# Objective
In the lines from the one containing "find young man" through the end of the records, substitute "point" for every "dot". Write out those lines again with nothing else changed.

# Dataset records

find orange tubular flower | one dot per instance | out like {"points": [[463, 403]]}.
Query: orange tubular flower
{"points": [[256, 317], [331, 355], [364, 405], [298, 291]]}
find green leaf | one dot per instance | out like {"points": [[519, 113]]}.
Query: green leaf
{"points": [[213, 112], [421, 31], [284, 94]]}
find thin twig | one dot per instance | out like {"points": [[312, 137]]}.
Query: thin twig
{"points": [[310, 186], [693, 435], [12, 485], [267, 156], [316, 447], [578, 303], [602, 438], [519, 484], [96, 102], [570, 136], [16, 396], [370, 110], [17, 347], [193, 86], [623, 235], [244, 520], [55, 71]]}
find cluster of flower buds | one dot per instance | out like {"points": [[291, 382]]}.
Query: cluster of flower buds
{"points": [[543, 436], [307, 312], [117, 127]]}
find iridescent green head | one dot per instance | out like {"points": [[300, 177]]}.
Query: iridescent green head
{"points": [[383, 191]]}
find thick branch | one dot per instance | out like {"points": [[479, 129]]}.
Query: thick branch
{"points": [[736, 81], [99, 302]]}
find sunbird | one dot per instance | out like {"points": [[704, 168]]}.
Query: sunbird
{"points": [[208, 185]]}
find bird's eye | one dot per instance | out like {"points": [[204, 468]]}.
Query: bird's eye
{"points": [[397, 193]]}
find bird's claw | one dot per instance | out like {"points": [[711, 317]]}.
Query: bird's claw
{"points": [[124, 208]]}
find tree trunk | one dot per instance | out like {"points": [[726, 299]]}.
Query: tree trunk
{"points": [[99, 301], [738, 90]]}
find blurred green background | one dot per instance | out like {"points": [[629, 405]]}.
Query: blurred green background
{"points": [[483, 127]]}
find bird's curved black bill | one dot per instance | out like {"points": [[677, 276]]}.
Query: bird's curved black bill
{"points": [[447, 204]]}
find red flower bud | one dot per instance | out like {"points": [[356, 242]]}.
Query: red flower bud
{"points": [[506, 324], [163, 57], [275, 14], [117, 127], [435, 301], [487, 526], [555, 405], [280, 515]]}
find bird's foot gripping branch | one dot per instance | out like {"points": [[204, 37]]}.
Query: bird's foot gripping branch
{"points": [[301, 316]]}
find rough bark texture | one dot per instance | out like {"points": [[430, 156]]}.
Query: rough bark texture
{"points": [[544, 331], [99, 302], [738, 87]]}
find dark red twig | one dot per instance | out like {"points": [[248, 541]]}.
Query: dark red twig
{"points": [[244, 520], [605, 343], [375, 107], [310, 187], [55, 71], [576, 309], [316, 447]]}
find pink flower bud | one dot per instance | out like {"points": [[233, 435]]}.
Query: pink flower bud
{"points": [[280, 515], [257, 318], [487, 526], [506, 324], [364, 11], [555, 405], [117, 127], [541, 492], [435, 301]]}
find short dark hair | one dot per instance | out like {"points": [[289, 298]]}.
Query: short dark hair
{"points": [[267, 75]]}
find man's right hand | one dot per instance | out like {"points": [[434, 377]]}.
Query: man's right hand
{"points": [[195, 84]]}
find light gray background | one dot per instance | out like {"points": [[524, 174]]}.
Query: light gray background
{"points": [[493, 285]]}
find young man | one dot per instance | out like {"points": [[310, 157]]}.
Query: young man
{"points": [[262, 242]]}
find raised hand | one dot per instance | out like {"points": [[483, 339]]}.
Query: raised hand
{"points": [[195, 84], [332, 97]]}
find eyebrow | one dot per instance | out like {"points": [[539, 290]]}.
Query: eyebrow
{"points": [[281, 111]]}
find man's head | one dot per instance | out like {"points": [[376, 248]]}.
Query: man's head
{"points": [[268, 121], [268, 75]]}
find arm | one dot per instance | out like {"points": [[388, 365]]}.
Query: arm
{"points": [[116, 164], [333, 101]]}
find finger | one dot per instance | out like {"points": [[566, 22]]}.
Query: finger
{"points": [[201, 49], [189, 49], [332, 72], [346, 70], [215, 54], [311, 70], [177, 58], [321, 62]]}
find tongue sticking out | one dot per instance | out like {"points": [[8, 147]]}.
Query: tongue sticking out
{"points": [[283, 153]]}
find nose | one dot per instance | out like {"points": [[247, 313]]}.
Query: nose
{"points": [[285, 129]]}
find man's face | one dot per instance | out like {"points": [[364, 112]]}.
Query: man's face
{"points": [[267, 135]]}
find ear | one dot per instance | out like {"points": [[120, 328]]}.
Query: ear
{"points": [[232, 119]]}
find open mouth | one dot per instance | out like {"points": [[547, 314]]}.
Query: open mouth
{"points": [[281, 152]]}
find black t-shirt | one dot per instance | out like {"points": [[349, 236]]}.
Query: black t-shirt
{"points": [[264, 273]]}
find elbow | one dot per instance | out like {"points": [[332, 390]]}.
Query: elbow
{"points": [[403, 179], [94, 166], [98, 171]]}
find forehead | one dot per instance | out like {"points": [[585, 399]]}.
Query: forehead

# Correct result
find young man | one point per instance | out like {"points": [[310, 157]]}.
Query: young man
{"points": [[262, 242]]}
find raised hand | one point per instance | out like {"points": [[483, 339]]}.
Query: raised hand
{"points": [[195, 84], [332, 97]]}
find eyebrow | one point per instance | out like {"points": [[539, 290]]}.
Query: eyebrow
{"points": [[281, 111]]}
find man's head | one point per instance | out like {"points": [[376, 248]]}.
Query: man's head
{"points": [[268, 121], [268, 75]]}
find arm | one point per instance | out like {"points": [[388, 365]]}.
Query: arm
{"points": [[116, 164], [333, 101]]}
find finger | one point per instance | out like {"points": [[566, 22]]}.
Query: finger
{"points": [[201, 49], [189, 49], [332, 72], [346, 70], [215, 54], [311, 70], [177, 58], [321, 62]]}
find tongue sticking out | one point per instance | out like {"points": [[8, 147]]}.
Query: tongue sticking out
{"points": [[283, 153]]}
find nose | one point per instance | out like {"points": [[247, 313]]}.
Query: nose
{"points": [[285, 129]]}
find man's face | one point per instance | out like {"points": [[364, 112]]}.
Query: man's face
{"points": [[267, 135]]}
find ear | one point per instance | out like {"points": [[120, 328]]}.
Query: ear
{"points": [[232, 119]]}
find open mouth | one point per instance | out like {"points": [[547, 314]]}.
Query: open mouth
{"points": [[281, 152]]}
find black t-shirt | one point per instance | out like {"points": [[349, 236]]}.
Query: black t-shirt
{"points": [[264, 273]]}
find elbow | one point per instance | out like {"points": [[332, 390]]}.
Query: elbow
{"points": [[403, 179], [94, 166], [98, 171]]}
find forehead | one point per instance | out like {"points": [[585, 399]]}.
Query: forehead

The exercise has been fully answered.